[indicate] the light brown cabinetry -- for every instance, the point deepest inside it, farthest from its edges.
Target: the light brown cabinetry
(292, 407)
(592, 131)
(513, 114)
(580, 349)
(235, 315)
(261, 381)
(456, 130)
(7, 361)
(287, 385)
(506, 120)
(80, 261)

**WORK INSTRUCTION**.
Restate the material word for word so that no line differs from the original.

**WRITTEN ANSWER**.
[indicate] the light brown cabinetry -- for every instance, the point deepest inside it, farthest from its edges.
Target: the light brown cabinetry
(292, 407)
(592, 131)
(513, 114)
(580, 349)
(235, 315)
(261, 381)
(456, 130)
(7, 361)
(287, 385)
(506, 120)
(80, 261)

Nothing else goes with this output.